PROBLEM REQUIREMENTS :: An identical copy of the listing below is all the answer should contain.

= = =

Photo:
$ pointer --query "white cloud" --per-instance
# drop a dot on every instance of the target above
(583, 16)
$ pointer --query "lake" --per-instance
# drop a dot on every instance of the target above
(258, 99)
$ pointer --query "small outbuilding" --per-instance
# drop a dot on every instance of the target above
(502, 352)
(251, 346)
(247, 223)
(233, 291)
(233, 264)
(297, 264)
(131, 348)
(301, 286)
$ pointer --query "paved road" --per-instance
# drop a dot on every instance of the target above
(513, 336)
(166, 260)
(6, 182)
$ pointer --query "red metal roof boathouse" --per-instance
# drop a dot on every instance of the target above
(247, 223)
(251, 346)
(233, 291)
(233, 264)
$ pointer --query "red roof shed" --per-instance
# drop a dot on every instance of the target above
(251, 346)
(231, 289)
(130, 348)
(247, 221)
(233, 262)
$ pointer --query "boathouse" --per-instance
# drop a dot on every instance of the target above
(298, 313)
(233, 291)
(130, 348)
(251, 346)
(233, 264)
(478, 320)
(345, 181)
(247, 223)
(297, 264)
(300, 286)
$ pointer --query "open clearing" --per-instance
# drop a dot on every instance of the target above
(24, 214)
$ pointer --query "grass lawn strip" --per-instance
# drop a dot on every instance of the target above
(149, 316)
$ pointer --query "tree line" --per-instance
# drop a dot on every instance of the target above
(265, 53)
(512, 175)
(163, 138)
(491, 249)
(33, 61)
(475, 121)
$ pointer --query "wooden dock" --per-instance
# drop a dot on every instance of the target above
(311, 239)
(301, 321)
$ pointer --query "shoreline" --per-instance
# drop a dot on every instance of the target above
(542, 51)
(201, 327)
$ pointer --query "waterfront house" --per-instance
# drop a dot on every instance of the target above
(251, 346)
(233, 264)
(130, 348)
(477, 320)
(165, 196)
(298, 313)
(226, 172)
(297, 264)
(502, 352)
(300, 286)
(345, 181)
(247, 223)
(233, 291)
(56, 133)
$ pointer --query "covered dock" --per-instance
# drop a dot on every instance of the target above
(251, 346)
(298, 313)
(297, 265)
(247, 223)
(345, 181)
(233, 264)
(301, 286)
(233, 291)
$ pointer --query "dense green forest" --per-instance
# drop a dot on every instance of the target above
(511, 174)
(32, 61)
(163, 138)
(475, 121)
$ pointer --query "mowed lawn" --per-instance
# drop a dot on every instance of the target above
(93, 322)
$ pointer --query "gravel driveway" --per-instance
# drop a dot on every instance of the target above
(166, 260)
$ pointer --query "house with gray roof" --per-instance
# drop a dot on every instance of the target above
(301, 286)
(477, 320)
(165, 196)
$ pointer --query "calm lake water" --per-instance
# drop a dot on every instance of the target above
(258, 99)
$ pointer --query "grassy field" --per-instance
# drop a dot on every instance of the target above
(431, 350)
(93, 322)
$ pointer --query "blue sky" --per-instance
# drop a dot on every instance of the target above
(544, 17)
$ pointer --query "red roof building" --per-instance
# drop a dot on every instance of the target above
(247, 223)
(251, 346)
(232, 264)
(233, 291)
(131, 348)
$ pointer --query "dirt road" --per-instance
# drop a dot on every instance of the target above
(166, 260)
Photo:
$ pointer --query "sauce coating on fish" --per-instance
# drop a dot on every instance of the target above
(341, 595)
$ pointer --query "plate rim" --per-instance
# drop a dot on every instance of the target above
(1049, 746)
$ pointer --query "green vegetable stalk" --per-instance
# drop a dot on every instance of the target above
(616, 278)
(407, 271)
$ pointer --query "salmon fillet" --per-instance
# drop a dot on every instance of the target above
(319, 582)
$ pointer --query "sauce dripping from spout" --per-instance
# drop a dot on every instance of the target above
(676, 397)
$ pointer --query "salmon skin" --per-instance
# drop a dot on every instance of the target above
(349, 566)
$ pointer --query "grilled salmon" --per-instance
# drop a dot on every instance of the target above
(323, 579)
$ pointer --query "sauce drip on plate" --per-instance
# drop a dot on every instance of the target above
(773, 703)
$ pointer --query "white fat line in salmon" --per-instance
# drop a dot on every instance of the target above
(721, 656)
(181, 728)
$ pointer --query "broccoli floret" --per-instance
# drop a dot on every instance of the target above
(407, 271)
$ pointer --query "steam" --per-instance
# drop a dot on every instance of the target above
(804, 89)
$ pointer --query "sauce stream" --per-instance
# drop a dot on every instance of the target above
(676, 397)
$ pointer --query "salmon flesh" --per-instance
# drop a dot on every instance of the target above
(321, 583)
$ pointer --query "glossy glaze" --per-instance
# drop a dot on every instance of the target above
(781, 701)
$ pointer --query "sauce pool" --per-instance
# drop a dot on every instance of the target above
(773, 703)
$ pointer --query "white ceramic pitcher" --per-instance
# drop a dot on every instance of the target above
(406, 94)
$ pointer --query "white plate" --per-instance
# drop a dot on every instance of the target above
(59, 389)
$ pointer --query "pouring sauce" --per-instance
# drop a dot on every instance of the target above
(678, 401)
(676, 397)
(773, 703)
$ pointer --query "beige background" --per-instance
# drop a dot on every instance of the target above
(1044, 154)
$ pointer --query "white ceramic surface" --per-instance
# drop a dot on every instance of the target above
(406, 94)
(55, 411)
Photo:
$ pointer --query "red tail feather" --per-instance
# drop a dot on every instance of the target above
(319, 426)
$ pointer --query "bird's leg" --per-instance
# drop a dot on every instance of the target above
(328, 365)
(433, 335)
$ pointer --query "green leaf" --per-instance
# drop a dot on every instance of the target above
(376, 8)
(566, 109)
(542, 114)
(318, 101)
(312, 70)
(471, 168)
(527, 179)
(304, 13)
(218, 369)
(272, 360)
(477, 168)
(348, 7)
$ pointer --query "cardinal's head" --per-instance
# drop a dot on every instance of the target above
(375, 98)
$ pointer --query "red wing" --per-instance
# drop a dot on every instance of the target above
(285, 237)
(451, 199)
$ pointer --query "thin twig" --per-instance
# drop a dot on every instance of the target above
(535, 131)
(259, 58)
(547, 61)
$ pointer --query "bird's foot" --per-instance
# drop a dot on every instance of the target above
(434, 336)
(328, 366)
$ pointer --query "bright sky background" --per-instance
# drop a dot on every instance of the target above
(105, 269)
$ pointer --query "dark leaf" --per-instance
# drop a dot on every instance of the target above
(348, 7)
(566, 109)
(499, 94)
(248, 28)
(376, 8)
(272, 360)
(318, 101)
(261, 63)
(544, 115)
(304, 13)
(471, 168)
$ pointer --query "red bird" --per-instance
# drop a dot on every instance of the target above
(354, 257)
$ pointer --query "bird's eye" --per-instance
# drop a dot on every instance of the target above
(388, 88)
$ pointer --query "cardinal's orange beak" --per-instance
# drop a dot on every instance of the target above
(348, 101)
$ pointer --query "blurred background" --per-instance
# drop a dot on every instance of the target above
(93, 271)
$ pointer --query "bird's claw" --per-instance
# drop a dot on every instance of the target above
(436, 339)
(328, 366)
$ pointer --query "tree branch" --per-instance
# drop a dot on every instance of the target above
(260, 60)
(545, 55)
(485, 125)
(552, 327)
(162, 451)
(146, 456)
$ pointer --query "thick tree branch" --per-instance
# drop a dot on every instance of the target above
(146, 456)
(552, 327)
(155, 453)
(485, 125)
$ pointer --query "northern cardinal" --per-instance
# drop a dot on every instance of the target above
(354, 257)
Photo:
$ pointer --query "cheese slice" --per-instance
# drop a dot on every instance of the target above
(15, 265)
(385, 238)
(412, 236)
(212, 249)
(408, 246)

= = =

RESULT ::
Photo:
$ pointer --query "white cloud" --per-instance
# drop a dot on every instance of the target above
(583, 16)
$ pointer --query "lake" --per-instance
# drop a dot on every instance of the target above
(258, 99)
$ pointer --query "small outbuilding" --per-instance
# drop a dot on every instance of the target above
(502, 352)
(251, 346)
(247, 223)
(233, 291)
(233, 264)
(297, 264)
(131, 348)
(301, 286)
$ pointer --query "paved road" --per-instance
# drop a dot on every instance of the target above
(513, 336)
(166, 260)
(6, 182)
$ pointer --query "red metal roof boathouse" --per-instance
# drop a dot on every instance of the target above
(247, 223)
(251, 346)
(233, 291)
(233, 264)
$ pointer --query "red roof shed" --per-instance
# drop a dot on every instance of the target above
(251, 346)
(231, 289)
(130, 348)
(247, 221)
(233, 262)
$ pointer --query "boathouse" --per-instance
# drop a dot on every instance of the target above
(298, 313)
(233, 291)
(130, 348)
(251, 346)
(233, 264)
(478, 320)
(345, 181)
(247, 223)
(297, 264)
(300, 286)
$ pointer --query "open clearing" --per-instance
# drop a dot on every instance of the target above
(24, 214)
$ pointer --query "grass lawn strip" --per-instance
# drop a dot on every instance of the target above
(149, 316)
$ pointer --query "tree line" --per-instance
# drop a dot on every instance of the target above
(265, 53)
(512, 175)
(163, 138)
(491, 249)
(33, 61)
(475, 121)
$ pointer --query "wooden dock" --per-instance
# drop a dot on every instance of the target above
(311, 239)
(301, 321)
$ pointer --query "shoreline" --per-instance
# drop a dot on every instance of the target above
(542, 51)
(201, 327)
$ pointer --query "waterfront house" --per-instance
# drop a dot on every instance of the target above
(251, 346)
(233, 264)
(130, 348)
(477, 320)
(165, 196)
(298, 313)
(226, 172)
(297, 264)
(502, 352)
(300, 286)
(345, 181)
(247, 223)
(233, 291)
(56, 133)
$ pointer --query "covered dock" --per-instance
# drop a dot on every instance of the target above
(251, 346)
(298, 313)
(297, 265)
(247, 223)
(345, 181)
(233, 264)
(301, 286)
(233, 291)
$ pointer --query "dense green forest" --per-instance
# drop a dot on every instance of the target above
(511, 174)
(32, 61)
(163, 138)
(475, 121)
$ pointer --query "mowed lawn" --per-instance
# drop a dot on every instance of the target above
(93, 322)
$ pointer --query "gravel driveway" --per-instance
# drop a dot on every instance of the target above
(166, 260)
$ pointer --query "house with gray roof" --per-instance
# drop a dot on every instance of the target above
(301, 286)
(477, 320)
(165, 196)
$ pointer --query "calm lake water" --per-instance
# drop a dot on every instance of the target above
(258, 99)
$ pointer --query "grassy field" --per-instance
# drop a dot on every instance of the target above
(431, 350)
(93, 322)
$ pointer --query "blue sky" --per-instance
# drop a dot on every instance of the target above
(544, 17)
$ pointer --query "red roof building" --per-instance
# drop a dot on every instance of the target above
(247, 223)
(251, 346)
(232, 264)
(233, 291)
(131, 348)
$ pointer --query "dirt road" --per-instance
# drop a dot on every instance of the target above
(166, 260)
Photo:
$ pointer --query "sauce coating on fish" --per-instance
# drop a dot on every instance of the target above
(341, 595)
$ pointer --query "plate rim" --per-instance
# drop a dot on every instance of the target above
(1049, 746)
$ pointer --query "green vegetable stalk" --per-instance
# drop a dot on every instance of the target above
(616, 278)
(407, 271)
$ pointer --query "salmon fillet" --per-instance
# drop a dot on every instance of the target above
(319, 582)
$ pointer --query "sauce dripping from spout" --per-instance
# drop a dot on every instance of the target above
(676, 397)
$ pointer --query "salmon skin" --per-instance
# drop a dot on every instance of the target above
(349, 566)
$ pointer --query "grilled salmon" --per-instance
# drop a dot on every instance of the target above
(323, 579)
$ pointer --query "sauce drip on plate" --per-instance
# drop a dot on every instance of the target above
(773, 703)
$ pointer --query "white fat line in salmon" --per-instance
# drop a dot on every instance of the target above
(721, 656)
(181, 728)
$ pointer --query "broccoli floret" --per-instance
# drop a dot on every instance of the target above
(407, 271)
$ pointer --query "steam" --per-instance
# drop a dot on every instance of the target above
(804, 89)
$ pointer --query "sauce stream" --per-instance
# drop a dot on every instance of the target above
(676, 397)
$ pointer --query "salmon flesh" --per-instance
# drop a dot on every instance of the target above
(321, 583)
$ pointer --query "glossy glaze" --per-instance
# drop a dot on every instance of the target above
(781, 701)
$ pointer --query "sauce pool" --per-instance
# drop a dot on every instance of the target above
(773, 703)
$ pointer --query "white ceramic pitcher" --per-instance
# drop a dot on every instance of the target above
(406, 94)
$ pointer --query "white plate" --per-instance
# drop a dot on every instance of the target above
(59, 389)
$ pointer --query "pouring sauce" --per-instance
# drop a dot on every instance of the target above
(678, 401)
(676, 397)
(773, 703)
$ pointer --query "beige background" --per-instance
# drop a dot on every instance of the target above
(1044, 154)
$ pointer --query "white ceramic surface" --per-instance
# drop a dot on every instance of the target above
(406, 94)
(55, 411)
Photo:
$ pointer --query "red tail feather" --per-instance
# drop a dot on every instance of the target above
(319, 426)
$ pointer --query "bird's leg" --per-instance
# drop a dot on every instance of the target above
(328, 365)
(433, 335)
$ pointer --query "green leaf" --per-instance
# drop a dot on every instance of the target above
(376, 8)
(566, 109)
(542, 114)
(318, 101)
(312, 70)
(471, 168)
(527, 179)
(304, 13)
(218, 369)
(272, 360)
(477, 168)
(348, 7)
$ pointer --query "cardinal's head" --per-instance
# drop a dot on every instance of the target above
(375, 98)
$ pointer --query "red wing" --per-instance
# drop a dot on every instance of the target above
(285, 237)
(451, 199)
$ pointer --query "thin twig" --per-instance
# drop a dot on every instance of the target above
(535, 131)
(259, 58)
(547, 61)
$ pointer --query "bird's foot" --per-instance
# drop a dot on every instance of the target above
(434, 336)
(328, 366)
$ pointer --query "bright sky background" --per-instance
# drop a dot on every instance of the target above
(105, 269)
$ pointer --query "dark leaf" --per-instance
# drop a dot on every instance of the target above
(348, 7)
(566, 109)
(499, 94)
(248, 28)
(376, 8)
(272, 360)
(318, 101)
(261, 63)
(544, 115)
(304, 13)
(471, 168)
$ pointer --query "red bird" --per-instance
# drop a dot on every instance of the target above
(354, 257)
$ pointer --query "bird's eye" --per-instance
# drop a dot on every instance of the target above
(388, 88)
$ pointer --query "cardinal's orange beak" --per-instance
# drop a dot on every instance of the target above
(348, 101)
$ pointer --query "blurred background" --per-instance
# drop a dot on every instance of the target above
(93, 271)
$ pointer --query "bird's claw" --per-instance
# drop a dot on every instance of the target above
(436, 339)
(328, 366)
$ pointer --query "tree branch" --per-instance
# drop a dot on every instance of the target above
(260, 60)
(545, 55)
(485, 125)
(552, 327)
(162, 451)
(146, 456)
$ pointer --query "thick tree branch" --per-instance
# drop a dot on every instance of the target above
(146, 456)
(552, 327)
(155, 453)
(485, 125)
$ pointer --query "northern cardinal" --per-instance
# drop a dot on every instance of the target above
(354, 257)
Photo:
$ pointer --query "cheese slice" --per-instance
# drop a dot on every instance of the target above
(15, 265)
(385, 238)
(412, 236)
(212, 249)
(408, 246)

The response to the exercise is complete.